-- Zbiór danych --

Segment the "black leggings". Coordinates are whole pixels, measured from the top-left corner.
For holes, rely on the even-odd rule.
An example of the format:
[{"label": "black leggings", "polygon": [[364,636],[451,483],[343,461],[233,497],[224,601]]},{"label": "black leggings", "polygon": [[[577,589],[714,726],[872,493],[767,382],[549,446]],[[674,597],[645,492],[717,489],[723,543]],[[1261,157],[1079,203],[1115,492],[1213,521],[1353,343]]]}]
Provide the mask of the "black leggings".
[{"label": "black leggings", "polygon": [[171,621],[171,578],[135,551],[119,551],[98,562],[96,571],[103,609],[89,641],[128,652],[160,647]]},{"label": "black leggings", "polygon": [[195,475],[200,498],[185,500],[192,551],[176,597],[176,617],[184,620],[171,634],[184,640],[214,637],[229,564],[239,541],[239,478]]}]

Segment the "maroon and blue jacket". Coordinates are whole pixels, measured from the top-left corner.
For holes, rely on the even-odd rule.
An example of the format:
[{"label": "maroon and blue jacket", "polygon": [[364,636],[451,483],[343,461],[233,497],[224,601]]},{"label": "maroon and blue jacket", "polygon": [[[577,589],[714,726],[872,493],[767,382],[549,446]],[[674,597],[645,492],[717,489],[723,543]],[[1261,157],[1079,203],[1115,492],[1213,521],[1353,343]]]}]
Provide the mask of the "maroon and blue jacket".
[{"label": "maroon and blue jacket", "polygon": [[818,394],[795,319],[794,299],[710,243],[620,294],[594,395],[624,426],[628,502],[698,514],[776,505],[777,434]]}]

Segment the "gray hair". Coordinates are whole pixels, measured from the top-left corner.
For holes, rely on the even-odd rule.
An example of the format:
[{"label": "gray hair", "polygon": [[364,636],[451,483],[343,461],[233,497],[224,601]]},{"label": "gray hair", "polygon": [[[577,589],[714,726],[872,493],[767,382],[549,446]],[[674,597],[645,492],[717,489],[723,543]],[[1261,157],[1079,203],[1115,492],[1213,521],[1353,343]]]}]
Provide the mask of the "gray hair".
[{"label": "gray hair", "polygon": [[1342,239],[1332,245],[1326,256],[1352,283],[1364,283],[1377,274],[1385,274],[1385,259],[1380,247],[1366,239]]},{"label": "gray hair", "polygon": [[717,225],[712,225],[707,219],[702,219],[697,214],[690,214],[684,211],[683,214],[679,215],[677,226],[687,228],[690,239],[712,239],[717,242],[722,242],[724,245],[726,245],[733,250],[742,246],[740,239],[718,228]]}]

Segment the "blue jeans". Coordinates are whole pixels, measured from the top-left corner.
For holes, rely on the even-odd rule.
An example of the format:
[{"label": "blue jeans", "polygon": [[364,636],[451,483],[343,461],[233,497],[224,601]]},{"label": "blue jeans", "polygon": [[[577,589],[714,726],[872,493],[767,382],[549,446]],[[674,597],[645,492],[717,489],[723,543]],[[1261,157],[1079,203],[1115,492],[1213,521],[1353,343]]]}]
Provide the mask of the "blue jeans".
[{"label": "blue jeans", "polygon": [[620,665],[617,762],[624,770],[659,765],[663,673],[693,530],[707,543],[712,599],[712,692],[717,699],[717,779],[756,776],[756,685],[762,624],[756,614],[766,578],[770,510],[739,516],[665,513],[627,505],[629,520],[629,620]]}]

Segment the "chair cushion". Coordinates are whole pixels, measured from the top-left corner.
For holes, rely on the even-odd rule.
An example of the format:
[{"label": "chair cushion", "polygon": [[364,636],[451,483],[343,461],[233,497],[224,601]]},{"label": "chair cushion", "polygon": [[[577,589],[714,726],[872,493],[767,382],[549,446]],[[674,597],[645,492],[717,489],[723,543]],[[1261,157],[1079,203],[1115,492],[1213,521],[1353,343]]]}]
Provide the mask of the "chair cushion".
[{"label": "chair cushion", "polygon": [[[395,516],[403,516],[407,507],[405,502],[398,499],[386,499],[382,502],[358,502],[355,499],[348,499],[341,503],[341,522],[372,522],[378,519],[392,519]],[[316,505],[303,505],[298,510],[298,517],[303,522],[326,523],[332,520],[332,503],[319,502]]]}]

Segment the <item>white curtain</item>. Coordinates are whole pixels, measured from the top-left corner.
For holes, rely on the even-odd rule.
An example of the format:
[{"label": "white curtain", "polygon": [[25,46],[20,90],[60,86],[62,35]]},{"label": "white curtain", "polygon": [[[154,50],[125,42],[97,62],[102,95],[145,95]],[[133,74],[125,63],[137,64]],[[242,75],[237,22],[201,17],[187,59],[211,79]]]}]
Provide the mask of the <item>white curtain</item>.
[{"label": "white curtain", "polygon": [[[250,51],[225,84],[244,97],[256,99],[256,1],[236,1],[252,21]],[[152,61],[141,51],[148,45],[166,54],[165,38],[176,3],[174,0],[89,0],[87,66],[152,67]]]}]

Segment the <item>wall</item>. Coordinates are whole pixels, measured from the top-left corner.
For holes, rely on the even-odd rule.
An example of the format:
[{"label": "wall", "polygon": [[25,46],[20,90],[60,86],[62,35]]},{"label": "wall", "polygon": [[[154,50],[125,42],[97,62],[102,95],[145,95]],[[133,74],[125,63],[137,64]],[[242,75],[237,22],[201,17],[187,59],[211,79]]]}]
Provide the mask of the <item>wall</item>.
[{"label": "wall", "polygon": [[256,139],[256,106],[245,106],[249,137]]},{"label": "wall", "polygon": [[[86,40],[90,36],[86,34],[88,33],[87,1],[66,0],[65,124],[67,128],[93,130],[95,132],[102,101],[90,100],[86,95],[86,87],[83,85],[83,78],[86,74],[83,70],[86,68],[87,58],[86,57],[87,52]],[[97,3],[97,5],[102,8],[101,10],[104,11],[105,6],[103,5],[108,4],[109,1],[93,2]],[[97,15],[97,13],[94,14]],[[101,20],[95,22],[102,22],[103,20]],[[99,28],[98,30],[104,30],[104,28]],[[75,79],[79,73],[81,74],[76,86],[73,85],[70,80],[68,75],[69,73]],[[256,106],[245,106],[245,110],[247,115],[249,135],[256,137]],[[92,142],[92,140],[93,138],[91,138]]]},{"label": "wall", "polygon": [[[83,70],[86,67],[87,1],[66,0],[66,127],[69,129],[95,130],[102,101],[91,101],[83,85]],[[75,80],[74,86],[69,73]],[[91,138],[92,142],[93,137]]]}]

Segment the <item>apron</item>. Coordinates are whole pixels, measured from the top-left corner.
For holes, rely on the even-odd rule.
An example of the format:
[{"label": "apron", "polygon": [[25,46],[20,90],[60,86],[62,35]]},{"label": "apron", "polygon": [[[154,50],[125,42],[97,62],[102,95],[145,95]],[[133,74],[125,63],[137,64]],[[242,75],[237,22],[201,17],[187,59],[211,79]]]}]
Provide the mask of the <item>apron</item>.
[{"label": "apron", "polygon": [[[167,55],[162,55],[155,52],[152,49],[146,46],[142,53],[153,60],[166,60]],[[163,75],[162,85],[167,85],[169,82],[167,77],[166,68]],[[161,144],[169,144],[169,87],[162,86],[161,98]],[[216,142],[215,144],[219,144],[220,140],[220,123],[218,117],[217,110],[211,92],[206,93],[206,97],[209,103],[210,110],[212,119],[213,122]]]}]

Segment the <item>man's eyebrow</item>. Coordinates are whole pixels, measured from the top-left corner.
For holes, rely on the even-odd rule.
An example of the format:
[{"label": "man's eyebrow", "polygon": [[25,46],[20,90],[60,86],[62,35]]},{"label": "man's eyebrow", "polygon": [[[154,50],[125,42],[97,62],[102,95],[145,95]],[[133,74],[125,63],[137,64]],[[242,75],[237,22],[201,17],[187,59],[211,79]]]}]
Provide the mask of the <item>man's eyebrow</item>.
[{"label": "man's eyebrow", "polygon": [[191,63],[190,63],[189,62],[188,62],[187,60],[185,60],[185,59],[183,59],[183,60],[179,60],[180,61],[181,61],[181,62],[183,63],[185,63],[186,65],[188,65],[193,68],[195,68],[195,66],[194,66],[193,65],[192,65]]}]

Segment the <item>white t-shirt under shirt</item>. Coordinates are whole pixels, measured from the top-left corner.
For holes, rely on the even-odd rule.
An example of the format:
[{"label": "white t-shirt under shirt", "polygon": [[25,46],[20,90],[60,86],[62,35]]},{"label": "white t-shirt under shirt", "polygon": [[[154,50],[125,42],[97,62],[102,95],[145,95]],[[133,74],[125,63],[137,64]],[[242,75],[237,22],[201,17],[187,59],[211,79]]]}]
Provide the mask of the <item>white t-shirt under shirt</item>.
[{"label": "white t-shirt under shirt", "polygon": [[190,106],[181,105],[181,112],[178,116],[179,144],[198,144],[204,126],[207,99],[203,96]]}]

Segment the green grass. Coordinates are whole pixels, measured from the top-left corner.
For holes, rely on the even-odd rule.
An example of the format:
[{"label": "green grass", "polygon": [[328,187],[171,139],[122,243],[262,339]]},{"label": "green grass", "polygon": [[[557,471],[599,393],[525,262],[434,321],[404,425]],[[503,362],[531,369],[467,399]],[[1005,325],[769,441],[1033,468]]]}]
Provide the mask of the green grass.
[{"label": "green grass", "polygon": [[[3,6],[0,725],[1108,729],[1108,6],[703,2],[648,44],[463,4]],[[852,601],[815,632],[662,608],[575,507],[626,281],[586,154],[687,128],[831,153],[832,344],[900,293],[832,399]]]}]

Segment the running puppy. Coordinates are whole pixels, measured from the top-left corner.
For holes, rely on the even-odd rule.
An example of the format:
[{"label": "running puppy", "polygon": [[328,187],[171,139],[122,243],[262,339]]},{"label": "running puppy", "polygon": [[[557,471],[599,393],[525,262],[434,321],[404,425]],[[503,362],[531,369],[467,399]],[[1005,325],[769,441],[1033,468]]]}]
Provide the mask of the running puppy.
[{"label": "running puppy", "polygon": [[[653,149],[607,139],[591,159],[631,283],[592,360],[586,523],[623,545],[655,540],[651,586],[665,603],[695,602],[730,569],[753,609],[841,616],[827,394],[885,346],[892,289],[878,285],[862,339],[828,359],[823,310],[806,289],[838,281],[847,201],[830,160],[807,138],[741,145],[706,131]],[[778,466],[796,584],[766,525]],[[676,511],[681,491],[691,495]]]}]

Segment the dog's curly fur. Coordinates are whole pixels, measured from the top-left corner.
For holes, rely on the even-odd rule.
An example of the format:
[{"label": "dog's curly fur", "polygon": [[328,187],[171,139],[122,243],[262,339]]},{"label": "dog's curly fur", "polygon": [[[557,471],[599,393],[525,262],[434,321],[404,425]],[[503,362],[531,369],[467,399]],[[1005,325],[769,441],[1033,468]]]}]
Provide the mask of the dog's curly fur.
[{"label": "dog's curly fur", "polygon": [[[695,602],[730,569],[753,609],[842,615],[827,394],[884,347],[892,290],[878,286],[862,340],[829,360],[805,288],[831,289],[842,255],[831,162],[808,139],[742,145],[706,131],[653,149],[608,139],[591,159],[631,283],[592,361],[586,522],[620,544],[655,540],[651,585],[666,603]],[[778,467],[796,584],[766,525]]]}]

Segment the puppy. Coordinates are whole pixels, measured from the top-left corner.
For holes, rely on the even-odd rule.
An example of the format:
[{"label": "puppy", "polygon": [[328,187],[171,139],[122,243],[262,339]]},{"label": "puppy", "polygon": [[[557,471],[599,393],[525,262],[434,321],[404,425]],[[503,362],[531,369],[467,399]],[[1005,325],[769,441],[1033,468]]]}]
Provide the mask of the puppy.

-- Zadanie do wykonania --
Ustal, w ilu wierszach powyższych wpisów występuje słowo „chair”. Podaj wyłącznie liczbę.

-- Rozwiązanie zadania --
4